At this point the record as given at the end of Luke 6 is particularly helpful.  There we are told that the wise man dug deep and laid a foundation for his house, whereas the foolish man did not dig at all, and did not trouble to lay a foundation.  (D. Martyn Lloyd-Jones, Studies in the Sermon on the Mount, 549)

 

II-  To ignore Jesus’ message is to foolishly build your life on a shaky foundation. (Mt 7:26-27; see also: Prv 1:20-33; 12:3, 7; Ez 13:1-16; Lk 6:49)

 

As both got on with their building, a casual observer would not have noticed any difference between them.  For the difference was in the foundations, and foundations are not seen.  Only when a storm broke, and battered both houses with great ferocity–‘rain on roof, river on foundation, wind on walls’–was the fundamental and fatal difference revealed.  For the house on the rock withstood the gale, while the house on the sand collapsed in irreparable ruin.  (John R.W. Stott, The Message of the Sermon on the Mount, 208-9)

## Material

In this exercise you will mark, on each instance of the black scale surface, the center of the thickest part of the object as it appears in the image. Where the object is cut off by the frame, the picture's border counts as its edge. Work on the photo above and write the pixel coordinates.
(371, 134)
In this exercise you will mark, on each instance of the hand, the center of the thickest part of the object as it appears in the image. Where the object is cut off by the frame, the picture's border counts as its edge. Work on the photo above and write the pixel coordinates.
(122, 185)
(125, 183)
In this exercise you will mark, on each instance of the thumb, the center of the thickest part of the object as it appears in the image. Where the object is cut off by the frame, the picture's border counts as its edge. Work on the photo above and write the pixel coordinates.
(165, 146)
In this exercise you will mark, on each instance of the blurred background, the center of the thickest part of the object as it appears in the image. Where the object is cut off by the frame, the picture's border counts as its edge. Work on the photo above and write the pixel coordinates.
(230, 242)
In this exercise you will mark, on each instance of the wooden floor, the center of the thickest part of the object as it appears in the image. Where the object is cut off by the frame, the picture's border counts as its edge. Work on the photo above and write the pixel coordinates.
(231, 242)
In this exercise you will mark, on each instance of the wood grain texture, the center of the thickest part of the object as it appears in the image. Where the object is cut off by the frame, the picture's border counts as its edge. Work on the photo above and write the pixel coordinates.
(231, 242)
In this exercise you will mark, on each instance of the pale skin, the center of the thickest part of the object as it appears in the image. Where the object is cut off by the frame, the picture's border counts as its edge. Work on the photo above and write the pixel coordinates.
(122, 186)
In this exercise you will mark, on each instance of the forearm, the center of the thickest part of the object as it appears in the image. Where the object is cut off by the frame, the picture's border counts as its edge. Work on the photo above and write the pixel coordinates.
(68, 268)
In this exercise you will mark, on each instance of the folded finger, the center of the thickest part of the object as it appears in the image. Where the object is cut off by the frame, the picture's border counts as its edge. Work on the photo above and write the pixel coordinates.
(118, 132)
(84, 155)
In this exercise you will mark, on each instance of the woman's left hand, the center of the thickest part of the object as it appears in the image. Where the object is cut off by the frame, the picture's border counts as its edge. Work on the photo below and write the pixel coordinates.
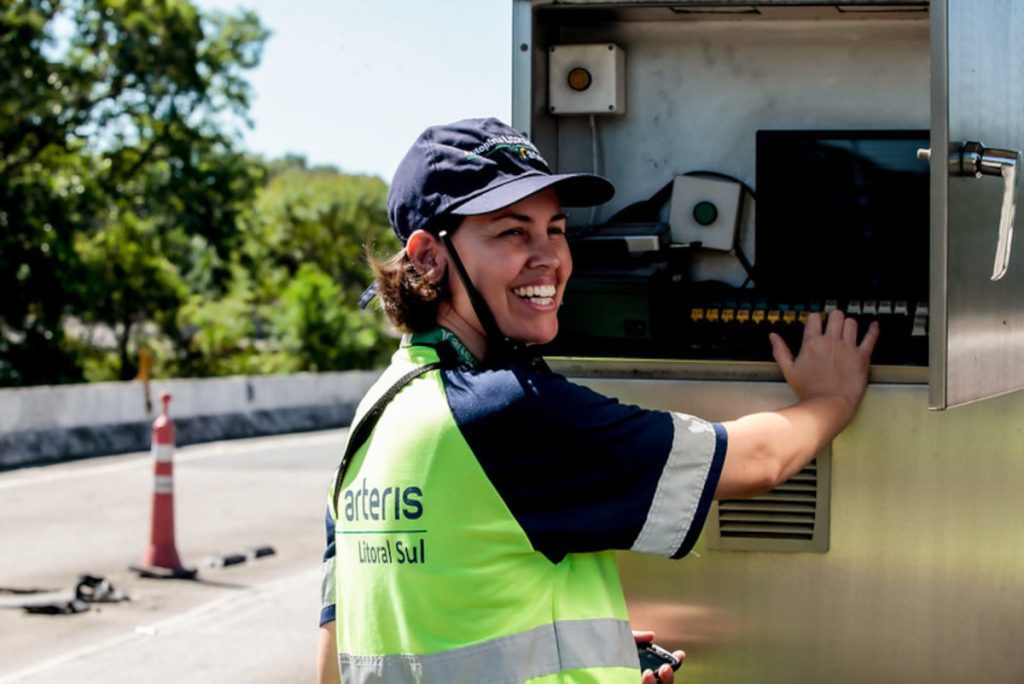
(665, 674)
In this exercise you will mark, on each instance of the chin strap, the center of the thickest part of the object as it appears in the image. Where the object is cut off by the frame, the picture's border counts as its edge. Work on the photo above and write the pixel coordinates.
(501, 349)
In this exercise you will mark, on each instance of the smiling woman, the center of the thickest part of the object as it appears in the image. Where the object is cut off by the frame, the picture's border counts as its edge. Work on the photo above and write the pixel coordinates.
(523, 481)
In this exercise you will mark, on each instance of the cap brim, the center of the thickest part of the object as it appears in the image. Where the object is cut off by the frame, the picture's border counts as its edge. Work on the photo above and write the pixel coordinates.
(574, 189)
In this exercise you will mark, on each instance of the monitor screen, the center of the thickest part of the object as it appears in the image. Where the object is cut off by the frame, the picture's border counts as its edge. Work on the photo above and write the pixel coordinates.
(842, 215)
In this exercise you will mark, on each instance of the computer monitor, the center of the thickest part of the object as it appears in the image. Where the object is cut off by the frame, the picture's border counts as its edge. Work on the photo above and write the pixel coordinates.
(843, 215)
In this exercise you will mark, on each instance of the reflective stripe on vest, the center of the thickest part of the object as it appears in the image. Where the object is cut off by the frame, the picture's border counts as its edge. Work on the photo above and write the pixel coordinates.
(544, 650)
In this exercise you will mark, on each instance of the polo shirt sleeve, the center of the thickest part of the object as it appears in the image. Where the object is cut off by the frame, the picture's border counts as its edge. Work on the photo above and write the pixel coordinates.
(327, 573)
(582, 472)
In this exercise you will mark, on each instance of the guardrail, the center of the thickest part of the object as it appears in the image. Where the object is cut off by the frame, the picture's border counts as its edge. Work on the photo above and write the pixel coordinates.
(65, 422)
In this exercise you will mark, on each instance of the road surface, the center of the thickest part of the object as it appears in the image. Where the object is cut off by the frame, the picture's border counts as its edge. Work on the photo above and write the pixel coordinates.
(253, 623)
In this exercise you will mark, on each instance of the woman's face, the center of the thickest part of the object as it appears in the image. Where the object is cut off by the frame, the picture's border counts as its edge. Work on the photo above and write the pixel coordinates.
(519, 260)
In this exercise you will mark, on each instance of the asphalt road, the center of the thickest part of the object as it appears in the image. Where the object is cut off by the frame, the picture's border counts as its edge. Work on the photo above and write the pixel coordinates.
(254, 623)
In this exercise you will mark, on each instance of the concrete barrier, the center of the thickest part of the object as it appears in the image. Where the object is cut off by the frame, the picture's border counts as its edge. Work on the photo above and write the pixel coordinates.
(59, 423)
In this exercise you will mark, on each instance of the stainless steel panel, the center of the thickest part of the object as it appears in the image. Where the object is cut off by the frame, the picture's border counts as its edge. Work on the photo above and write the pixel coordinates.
(977, 68)
(522, 47)
(925, 573)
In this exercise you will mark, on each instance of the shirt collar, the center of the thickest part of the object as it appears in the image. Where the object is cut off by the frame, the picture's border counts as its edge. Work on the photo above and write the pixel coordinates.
(442, 336)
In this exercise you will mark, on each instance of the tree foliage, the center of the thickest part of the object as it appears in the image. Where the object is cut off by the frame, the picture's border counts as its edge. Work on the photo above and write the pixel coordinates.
(130, 215)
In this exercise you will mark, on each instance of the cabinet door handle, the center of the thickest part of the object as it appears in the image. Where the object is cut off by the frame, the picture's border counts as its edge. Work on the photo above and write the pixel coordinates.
(976, 160)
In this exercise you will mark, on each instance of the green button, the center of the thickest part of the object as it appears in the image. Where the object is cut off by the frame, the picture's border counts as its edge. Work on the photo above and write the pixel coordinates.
(705, 213)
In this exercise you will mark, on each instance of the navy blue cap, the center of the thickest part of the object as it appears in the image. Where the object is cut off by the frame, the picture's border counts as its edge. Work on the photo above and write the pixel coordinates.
(477, 166)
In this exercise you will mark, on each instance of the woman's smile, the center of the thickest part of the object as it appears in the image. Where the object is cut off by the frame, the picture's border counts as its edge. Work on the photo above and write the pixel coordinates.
(518, 259)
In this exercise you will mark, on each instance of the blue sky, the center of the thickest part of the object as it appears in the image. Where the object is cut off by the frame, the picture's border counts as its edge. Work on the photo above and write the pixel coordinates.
(351, 83)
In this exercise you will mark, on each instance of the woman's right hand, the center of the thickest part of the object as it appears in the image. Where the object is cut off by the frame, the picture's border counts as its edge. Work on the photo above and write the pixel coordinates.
(830, 362)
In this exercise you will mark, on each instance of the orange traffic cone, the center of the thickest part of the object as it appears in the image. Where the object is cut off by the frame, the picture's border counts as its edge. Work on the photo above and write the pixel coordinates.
(161, 558)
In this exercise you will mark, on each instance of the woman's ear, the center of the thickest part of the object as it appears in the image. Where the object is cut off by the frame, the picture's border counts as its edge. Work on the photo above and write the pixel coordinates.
(428, 255)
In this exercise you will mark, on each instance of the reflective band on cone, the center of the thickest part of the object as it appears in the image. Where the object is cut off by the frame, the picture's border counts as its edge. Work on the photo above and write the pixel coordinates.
(162, 555)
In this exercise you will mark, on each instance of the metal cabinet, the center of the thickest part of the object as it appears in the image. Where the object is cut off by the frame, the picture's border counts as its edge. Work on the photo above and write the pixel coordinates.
(950, 67)
(926, 558)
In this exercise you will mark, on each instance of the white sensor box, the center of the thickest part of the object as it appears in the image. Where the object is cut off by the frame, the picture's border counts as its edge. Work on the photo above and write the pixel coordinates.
(600, 90)
(705, 210)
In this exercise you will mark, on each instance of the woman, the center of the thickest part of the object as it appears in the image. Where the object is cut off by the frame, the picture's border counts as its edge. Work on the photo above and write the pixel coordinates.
(472, 524)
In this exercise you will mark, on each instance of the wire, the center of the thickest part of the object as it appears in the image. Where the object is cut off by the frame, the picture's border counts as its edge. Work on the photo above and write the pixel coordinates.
(593, 161)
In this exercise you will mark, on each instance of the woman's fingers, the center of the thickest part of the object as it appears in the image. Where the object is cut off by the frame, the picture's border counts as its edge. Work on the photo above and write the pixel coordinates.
(834, 328)
(780, 350)
(813, 326)
(850, 332)
(870, 337)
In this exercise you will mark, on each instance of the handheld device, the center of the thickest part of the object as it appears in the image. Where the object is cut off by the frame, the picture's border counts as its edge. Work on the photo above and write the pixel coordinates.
(653, 656)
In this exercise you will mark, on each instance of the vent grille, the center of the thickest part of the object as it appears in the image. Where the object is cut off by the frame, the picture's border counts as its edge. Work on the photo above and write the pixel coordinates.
(791, 517)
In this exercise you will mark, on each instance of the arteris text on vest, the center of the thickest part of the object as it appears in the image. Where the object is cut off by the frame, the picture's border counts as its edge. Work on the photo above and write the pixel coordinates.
(373, 503)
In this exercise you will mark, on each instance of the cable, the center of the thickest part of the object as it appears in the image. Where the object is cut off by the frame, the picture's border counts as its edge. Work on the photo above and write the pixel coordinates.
(593, 161)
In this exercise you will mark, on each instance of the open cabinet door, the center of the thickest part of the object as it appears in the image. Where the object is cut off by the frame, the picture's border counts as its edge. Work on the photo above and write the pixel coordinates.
(977, 268)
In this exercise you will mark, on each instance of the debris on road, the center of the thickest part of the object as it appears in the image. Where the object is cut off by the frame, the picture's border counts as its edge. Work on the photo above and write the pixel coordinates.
(252, 553)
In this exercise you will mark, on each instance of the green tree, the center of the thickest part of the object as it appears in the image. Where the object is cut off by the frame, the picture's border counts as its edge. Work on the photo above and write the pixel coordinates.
(299, 272)
(121, 178)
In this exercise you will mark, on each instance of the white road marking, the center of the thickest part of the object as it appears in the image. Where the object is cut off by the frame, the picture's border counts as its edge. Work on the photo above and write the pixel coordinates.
(308, 576)
(48, 474)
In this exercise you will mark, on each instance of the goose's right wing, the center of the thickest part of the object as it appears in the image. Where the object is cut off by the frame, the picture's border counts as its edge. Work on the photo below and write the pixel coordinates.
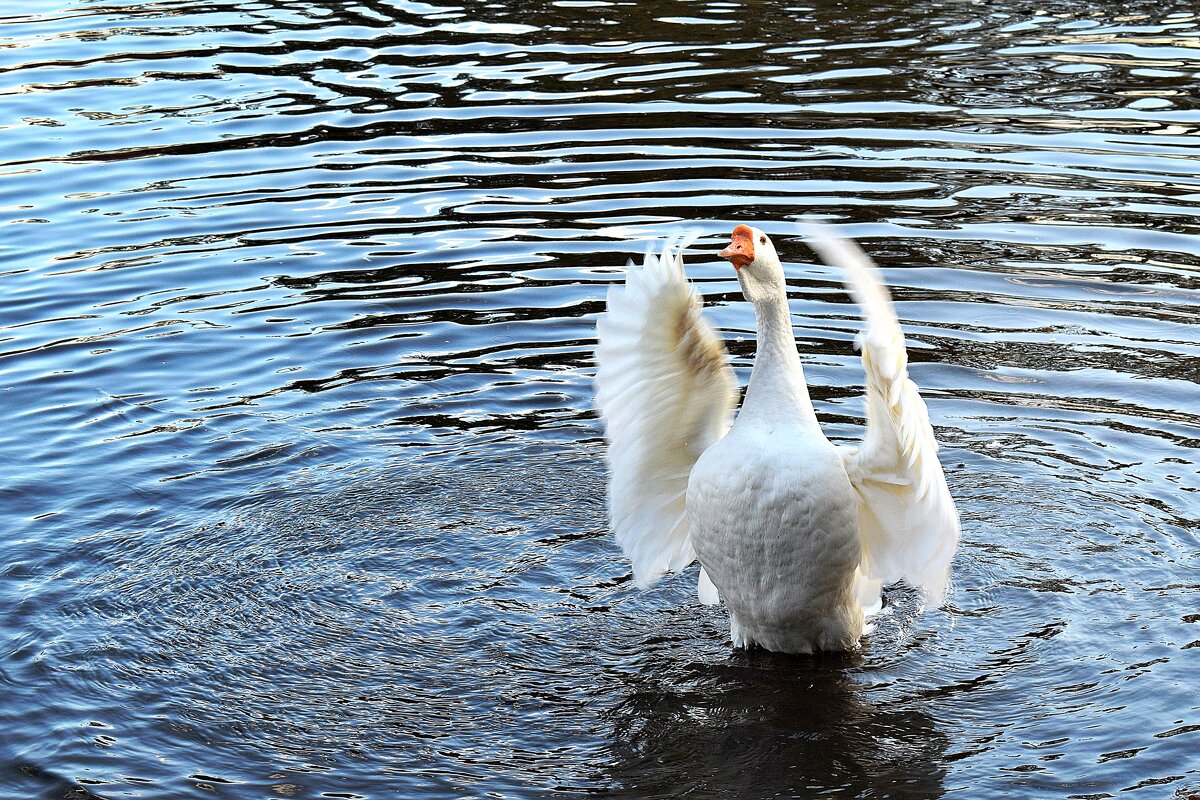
(665, 394)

## Job 1
Answer these questions about the sermon excerpt, one per line:
(a) According to the Lloyd-Jones quotation, what did the wise man do before building his house?
(b) Which passage is cited first after point II?
(c) In the Stott quotation, what happened to the house on the sand?
## Job 2
Rewrite a part of the sermon excerpt, starting at the words "As both got" and ending after "the Mount, 208-9)", with "casual observer" changed to "passing onlooker".
The records have no connection to the text.

## Expected output 1
(a) He dug deep and laid a foundation for his house.
(b) Mt 7:26-27
(c) It collapsed in irreparable ruin.

## Expected output 2
As both got on with their building, a passing onlooker would not have noticed any difference between them.  For the difference was in the foundations, and foundations are not seen.  Only when a storm broke, and battered both houses with great ferocity–‘rain on roof, river on foundation, wind on walls’–was the fundamental and fatal difference revealed.  For the house on the rock withstood the gale, while the house on the sand collapsed in irreparable ruin.  (John R.W. Stott, The Message of the Sermon on the Mount, 208-9)